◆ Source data
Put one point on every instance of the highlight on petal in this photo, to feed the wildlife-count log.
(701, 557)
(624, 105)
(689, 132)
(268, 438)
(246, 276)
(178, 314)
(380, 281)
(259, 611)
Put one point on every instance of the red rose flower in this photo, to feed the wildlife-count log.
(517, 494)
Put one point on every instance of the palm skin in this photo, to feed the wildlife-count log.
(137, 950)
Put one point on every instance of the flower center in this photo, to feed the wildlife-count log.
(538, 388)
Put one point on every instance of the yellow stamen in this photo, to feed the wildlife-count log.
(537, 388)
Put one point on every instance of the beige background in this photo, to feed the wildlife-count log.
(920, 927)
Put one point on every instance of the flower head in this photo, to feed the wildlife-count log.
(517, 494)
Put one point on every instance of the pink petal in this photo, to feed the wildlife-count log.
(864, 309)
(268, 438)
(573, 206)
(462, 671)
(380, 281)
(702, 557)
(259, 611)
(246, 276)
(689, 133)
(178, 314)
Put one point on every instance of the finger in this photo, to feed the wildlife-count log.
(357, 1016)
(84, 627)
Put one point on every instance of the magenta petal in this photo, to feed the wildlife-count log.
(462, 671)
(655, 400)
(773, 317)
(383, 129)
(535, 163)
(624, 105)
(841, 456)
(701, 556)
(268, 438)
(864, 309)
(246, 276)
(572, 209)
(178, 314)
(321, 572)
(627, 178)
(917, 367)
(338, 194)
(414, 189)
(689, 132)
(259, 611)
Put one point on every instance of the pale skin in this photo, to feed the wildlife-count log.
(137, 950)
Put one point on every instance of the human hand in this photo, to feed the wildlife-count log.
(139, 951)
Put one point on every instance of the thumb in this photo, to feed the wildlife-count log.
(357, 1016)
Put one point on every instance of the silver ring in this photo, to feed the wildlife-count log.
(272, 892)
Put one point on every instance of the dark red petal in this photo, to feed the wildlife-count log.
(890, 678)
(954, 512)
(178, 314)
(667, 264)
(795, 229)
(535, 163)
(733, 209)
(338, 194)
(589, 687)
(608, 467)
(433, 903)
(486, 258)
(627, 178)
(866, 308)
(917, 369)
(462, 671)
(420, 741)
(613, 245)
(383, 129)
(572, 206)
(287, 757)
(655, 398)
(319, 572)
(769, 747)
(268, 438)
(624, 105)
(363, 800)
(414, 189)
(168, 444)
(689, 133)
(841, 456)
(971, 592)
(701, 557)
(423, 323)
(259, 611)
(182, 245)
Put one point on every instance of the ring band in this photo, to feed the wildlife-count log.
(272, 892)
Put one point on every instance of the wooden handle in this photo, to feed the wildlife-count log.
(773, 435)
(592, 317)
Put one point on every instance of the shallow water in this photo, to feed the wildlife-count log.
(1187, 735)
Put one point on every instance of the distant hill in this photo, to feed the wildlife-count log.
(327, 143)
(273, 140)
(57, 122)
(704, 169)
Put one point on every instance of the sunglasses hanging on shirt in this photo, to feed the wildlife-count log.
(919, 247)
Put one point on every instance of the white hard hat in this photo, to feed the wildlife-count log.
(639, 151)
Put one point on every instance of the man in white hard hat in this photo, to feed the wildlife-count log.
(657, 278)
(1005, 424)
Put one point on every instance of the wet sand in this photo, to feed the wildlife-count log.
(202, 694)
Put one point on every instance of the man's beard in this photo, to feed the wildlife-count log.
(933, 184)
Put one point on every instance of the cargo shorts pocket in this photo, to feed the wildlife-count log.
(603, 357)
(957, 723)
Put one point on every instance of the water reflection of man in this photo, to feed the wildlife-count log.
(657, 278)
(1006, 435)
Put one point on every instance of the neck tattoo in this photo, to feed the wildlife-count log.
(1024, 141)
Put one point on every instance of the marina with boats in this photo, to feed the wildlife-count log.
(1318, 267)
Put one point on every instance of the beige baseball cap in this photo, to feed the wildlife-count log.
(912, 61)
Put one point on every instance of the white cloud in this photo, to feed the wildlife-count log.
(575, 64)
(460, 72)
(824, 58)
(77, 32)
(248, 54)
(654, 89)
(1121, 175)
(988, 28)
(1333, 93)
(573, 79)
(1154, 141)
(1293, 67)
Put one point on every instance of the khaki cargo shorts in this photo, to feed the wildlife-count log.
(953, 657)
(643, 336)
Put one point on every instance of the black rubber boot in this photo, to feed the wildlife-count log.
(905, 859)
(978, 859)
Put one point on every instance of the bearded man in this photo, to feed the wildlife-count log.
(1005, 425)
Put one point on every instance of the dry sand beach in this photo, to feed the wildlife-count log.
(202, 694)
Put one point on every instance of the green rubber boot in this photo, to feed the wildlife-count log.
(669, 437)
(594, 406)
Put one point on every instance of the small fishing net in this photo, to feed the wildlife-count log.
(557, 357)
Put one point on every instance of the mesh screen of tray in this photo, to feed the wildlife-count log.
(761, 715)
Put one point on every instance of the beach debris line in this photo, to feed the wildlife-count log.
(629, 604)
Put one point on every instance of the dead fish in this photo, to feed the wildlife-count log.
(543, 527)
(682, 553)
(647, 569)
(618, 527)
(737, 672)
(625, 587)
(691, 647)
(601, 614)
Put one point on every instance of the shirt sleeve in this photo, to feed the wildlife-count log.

◆ WHAT TO PRODUCE
Print exactly the lines above, starting at the line that contains "Put one point on every instance of the black" and ending with the last line of the records, both included.

◆ ANSWER IN FULL
Put one point on every instance of the black rubber boot in this photo, to feed the wildlife-count log.
(905, 859)
(978, 859)
Put one point on every instance of the bearded man in this photo, to feed the wildlife-count log.
(1005, 425)
Put one point on every instance of the dry sand beach in this photo, to feed the wildlife-count log.
(202, 694)
Put one point on every instance of the green rubber boot in this photo, to feed the wildlife-count log.
(669, 437)
(594, 406)
Put one point on every instance of the small fishing net in this photo, to feed the wildlife-count log.
(557, 357)
Put one point on every instance of the mesh screen of tray in this photo, to feed the wildlife-count log.
(761, 715)
Put one point on every instance of the beach debris line in this photo, to feed the wildlife-count log.
(629, 604)
Put one point on every instance of the dead fish in this photo, to feed the wildlife-count log.
(543, 527)
(682, 553)
(647, 569)
(618, 527)
(737, 672)
(625, 587)
(691, 647)
(601, 614)
Put one point on every instance of the shirt sleeve in this photo, to feed the wildlife-count log.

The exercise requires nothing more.